---------- Available data ----------

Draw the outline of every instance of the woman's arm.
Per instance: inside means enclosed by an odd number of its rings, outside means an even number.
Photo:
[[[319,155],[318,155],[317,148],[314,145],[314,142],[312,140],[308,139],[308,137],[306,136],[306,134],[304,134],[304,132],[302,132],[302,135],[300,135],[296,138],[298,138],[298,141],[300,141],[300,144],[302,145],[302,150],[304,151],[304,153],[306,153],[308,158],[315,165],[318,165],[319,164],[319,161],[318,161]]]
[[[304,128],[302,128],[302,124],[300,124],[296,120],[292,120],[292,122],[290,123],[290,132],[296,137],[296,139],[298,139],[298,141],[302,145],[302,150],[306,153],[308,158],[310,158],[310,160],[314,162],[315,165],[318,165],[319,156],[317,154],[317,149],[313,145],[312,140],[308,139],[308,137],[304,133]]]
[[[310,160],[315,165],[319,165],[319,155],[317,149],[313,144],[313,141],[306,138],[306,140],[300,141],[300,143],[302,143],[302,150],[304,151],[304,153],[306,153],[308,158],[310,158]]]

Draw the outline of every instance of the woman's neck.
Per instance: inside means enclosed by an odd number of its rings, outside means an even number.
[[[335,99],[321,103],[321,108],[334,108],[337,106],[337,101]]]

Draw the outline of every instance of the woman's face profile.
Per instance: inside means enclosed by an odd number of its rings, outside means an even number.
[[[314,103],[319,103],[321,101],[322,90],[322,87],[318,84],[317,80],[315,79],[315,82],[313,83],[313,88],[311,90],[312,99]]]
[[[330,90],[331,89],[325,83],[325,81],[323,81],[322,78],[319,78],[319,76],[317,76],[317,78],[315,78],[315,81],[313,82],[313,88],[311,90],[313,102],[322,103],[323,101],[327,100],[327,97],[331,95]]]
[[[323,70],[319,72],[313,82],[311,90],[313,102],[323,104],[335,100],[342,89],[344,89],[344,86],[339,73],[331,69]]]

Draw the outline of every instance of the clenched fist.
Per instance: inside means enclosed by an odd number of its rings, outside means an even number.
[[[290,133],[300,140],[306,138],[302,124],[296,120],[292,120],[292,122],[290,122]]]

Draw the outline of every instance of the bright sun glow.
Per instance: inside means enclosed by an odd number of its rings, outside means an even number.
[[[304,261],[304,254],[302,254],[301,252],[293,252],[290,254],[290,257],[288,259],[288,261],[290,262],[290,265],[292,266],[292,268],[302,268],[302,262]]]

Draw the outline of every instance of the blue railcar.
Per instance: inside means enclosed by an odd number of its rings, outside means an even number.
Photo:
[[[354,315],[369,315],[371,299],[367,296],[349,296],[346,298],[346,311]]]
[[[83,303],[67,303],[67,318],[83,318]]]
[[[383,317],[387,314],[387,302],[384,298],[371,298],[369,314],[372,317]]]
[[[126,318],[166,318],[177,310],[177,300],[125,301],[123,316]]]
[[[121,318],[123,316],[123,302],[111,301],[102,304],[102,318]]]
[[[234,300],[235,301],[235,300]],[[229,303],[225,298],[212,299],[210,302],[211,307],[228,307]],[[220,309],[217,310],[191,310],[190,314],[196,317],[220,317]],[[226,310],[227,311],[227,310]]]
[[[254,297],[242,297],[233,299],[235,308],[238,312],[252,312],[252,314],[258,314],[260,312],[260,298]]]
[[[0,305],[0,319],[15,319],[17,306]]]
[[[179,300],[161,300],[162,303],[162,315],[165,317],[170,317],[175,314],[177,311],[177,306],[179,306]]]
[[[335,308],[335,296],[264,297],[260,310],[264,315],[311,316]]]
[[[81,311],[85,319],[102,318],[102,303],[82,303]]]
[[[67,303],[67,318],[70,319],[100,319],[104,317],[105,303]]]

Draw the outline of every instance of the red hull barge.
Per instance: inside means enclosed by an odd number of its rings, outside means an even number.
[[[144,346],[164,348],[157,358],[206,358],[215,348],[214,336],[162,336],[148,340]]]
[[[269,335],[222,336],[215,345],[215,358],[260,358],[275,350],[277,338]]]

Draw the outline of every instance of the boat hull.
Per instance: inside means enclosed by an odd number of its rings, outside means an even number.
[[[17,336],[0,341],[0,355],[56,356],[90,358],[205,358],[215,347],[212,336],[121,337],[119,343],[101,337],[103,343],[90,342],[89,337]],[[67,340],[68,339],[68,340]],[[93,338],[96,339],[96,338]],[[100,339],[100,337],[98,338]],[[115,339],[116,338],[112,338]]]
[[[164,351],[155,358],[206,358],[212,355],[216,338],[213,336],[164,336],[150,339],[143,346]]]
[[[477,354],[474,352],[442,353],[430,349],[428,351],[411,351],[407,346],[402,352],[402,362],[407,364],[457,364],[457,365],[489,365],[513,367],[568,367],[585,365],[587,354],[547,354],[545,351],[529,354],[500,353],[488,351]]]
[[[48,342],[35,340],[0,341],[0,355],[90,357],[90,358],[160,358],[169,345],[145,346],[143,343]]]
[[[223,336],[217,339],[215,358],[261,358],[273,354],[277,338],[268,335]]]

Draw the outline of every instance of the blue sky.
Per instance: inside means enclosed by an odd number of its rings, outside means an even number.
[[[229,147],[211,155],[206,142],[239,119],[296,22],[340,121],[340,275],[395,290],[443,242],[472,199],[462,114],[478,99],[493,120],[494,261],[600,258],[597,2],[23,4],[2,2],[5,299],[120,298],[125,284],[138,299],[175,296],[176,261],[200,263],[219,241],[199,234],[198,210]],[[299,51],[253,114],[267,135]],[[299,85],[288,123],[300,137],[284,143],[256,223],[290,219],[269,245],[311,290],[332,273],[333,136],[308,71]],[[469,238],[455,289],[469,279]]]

----------

The problem. Search the entries for the word "blue", then gather every line that has it.

Output of the exercise.
Draw the outline of every instance of the blue railcar.
Draw the outline of every instance of the blue sky.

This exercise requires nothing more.